> [ABOUT THIS TASK]: Across the records below, how many lines include the string "shadow"? Respond with the number only.

> [Records excerpted from a collection]:
************

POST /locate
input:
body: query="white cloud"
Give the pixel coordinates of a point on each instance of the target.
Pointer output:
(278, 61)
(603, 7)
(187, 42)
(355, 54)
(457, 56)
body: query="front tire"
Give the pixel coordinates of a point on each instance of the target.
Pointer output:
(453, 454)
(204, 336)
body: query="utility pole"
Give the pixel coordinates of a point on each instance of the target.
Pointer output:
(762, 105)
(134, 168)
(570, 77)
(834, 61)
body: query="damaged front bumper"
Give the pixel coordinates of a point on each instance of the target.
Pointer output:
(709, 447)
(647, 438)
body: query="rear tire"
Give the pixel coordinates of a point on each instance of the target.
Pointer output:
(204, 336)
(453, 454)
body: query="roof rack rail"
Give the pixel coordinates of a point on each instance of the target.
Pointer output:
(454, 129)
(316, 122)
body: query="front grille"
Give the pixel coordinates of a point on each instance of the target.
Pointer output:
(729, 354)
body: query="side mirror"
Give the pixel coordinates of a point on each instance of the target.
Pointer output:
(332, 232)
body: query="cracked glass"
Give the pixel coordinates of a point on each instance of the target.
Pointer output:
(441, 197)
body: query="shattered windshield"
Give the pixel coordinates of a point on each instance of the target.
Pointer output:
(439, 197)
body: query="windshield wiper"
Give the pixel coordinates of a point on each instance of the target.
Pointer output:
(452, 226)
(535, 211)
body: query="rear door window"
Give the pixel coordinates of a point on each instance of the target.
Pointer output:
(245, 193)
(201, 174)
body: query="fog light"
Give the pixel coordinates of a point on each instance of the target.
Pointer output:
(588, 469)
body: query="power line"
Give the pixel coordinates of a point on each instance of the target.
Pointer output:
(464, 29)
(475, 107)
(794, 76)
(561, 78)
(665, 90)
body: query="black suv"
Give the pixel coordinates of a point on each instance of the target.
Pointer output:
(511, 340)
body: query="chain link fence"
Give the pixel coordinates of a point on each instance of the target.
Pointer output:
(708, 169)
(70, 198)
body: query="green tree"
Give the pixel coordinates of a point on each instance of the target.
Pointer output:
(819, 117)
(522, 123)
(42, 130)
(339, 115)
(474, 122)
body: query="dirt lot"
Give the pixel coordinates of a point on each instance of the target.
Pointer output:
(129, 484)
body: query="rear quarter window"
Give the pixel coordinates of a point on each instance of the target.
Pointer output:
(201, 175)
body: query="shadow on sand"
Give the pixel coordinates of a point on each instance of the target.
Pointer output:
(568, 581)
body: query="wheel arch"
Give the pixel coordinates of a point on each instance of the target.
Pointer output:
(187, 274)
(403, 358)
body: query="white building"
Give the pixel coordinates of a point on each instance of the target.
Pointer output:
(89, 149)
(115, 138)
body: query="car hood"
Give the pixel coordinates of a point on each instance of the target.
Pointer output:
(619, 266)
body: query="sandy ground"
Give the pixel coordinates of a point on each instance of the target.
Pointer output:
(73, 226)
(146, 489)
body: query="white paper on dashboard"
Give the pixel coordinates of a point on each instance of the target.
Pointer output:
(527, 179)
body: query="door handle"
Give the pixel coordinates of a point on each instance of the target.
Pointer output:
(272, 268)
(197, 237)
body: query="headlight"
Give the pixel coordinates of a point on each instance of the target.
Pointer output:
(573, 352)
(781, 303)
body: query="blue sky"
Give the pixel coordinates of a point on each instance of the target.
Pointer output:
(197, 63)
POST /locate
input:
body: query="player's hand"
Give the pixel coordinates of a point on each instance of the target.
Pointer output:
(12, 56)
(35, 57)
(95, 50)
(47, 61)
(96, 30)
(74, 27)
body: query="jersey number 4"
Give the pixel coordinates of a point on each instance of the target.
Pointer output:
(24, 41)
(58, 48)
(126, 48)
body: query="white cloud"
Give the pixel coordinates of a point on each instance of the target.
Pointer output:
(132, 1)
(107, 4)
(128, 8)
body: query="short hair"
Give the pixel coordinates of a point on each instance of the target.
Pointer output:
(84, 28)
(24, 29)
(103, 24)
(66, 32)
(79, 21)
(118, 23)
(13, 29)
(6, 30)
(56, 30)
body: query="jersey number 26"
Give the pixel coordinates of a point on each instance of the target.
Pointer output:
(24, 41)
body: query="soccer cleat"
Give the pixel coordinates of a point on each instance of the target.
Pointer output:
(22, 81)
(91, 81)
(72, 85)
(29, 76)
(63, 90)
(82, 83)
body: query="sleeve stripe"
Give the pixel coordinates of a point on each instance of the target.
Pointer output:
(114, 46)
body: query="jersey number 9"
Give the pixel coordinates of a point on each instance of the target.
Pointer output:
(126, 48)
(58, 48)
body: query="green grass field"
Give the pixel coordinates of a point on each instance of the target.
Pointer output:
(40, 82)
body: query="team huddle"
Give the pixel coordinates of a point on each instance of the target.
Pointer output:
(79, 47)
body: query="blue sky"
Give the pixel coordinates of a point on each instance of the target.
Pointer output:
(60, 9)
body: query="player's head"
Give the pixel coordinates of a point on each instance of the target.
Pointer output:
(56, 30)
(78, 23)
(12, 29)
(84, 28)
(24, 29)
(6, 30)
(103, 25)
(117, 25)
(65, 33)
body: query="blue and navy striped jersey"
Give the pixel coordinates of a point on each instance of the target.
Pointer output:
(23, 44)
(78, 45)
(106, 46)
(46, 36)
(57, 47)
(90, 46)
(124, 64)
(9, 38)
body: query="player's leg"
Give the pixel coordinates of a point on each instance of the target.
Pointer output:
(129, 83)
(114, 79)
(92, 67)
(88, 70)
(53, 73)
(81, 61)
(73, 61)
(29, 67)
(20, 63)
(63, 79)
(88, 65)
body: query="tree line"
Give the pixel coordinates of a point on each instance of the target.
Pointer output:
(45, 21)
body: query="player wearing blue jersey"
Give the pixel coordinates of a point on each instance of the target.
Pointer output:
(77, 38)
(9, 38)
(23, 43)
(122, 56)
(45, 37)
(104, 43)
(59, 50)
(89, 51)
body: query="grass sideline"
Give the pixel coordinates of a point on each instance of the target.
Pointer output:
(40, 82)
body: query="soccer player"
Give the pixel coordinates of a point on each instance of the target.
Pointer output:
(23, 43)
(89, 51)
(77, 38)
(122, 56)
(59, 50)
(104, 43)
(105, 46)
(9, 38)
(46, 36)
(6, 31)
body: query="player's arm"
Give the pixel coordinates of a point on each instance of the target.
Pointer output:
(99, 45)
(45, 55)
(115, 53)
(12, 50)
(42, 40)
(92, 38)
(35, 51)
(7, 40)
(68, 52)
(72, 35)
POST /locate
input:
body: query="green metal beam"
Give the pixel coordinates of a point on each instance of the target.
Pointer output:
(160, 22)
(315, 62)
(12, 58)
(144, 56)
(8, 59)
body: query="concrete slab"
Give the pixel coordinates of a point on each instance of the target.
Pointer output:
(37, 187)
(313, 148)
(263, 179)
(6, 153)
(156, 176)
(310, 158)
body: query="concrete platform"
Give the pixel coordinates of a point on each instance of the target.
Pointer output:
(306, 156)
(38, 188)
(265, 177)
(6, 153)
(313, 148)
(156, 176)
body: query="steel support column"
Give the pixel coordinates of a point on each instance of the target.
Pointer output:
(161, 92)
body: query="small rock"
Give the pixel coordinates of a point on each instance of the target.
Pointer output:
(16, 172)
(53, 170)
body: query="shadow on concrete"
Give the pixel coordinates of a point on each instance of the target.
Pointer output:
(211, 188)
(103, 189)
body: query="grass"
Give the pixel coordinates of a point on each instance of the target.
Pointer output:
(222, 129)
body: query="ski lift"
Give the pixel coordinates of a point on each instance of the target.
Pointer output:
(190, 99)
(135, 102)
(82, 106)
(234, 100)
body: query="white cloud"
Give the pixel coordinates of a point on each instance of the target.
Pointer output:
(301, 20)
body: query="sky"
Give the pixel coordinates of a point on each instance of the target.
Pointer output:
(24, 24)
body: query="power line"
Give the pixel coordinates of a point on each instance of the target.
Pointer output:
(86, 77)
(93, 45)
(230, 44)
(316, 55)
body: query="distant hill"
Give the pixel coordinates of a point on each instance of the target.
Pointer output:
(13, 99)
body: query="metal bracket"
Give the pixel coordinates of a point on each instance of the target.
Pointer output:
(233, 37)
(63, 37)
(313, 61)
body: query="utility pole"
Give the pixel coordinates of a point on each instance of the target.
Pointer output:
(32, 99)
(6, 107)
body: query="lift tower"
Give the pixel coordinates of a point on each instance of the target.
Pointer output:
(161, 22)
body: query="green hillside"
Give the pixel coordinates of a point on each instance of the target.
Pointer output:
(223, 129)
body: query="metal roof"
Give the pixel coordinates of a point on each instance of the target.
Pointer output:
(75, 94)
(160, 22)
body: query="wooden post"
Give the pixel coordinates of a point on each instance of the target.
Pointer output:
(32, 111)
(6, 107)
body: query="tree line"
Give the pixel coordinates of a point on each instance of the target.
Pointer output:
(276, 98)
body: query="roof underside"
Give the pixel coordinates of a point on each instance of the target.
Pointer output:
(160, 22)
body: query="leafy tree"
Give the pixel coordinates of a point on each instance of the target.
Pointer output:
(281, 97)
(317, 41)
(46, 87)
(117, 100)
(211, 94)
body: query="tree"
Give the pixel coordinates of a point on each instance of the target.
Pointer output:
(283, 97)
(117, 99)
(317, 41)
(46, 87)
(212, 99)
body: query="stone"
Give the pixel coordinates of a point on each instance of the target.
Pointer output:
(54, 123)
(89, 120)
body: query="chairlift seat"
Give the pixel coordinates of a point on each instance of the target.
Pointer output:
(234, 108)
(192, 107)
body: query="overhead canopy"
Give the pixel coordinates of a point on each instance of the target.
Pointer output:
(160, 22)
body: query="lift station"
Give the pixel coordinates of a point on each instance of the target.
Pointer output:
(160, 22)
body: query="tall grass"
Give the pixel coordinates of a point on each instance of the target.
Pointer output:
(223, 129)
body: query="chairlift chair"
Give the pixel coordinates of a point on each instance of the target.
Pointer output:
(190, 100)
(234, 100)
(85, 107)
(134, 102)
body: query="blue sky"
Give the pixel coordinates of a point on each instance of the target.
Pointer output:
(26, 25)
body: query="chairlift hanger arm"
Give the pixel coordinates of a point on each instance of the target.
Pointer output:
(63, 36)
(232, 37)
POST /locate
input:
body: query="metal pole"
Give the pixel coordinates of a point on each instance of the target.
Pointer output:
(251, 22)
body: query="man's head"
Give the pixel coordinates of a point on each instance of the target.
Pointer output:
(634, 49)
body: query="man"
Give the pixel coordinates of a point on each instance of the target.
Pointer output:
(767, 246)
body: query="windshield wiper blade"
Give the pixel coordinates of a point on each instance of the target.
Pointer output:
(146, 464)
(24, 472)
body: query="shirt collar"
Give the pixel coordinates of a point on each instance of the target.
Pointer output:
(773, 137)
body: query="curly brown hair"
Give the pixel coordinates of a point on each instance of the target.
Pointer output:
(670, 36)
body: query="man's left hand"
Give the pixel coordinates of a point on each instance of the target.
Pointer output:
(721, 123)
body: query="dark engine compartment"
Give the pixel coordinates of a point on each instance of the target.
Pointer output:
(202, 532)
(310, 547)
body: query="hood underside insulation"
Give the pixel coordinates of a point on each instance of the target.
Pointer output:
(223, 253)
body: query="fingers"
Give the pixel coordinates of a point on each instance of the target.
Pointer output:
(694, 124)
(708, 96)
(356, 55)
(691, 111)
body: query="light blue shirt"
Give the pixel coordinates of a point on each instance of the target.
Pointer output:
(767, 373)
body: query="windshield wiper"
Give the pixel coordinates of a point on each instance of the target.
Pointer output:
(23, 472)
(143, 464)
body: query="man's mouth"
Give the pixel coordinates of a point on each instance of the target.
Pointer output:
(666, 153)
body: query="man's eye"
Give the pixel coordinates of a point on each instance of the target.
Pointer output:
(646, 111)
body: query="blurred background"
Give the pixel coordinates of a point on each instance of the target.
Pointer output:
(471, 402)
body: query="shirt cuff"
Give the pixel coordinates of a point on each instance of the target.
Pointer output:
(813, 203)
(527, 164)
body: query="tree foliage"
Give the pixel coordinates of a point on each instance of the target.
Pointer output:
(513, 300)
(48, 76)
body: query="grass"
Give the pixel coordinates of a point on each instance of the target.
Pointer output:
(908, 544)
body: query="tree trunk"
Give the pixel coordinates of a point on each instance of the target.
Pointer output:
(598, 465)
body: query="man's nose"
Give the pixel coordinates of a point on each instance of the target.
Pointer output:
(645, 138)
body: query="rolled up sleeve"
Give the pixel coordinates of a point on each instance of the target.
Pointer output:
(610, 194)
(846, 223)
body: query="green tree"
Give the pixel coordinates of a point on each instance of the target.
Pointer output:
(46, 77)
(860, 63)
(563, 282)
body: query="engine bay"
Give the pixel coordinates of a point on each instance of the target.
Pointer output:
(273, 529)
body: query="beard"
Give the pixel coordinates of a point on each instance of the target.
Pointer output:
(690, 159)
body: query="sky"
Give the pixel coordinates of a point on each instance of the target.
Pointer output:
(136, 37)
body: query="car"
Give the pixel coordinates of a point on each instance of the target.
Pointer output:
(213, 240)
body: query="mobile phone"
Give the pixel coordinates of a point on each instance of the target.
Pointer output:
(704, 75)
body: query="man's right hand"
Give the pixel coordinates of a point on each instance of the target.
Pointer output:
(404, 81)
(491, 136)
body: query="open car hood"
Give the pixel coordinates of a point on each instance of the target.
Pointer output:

************

> [ANSWER TO THIS TASK]: 2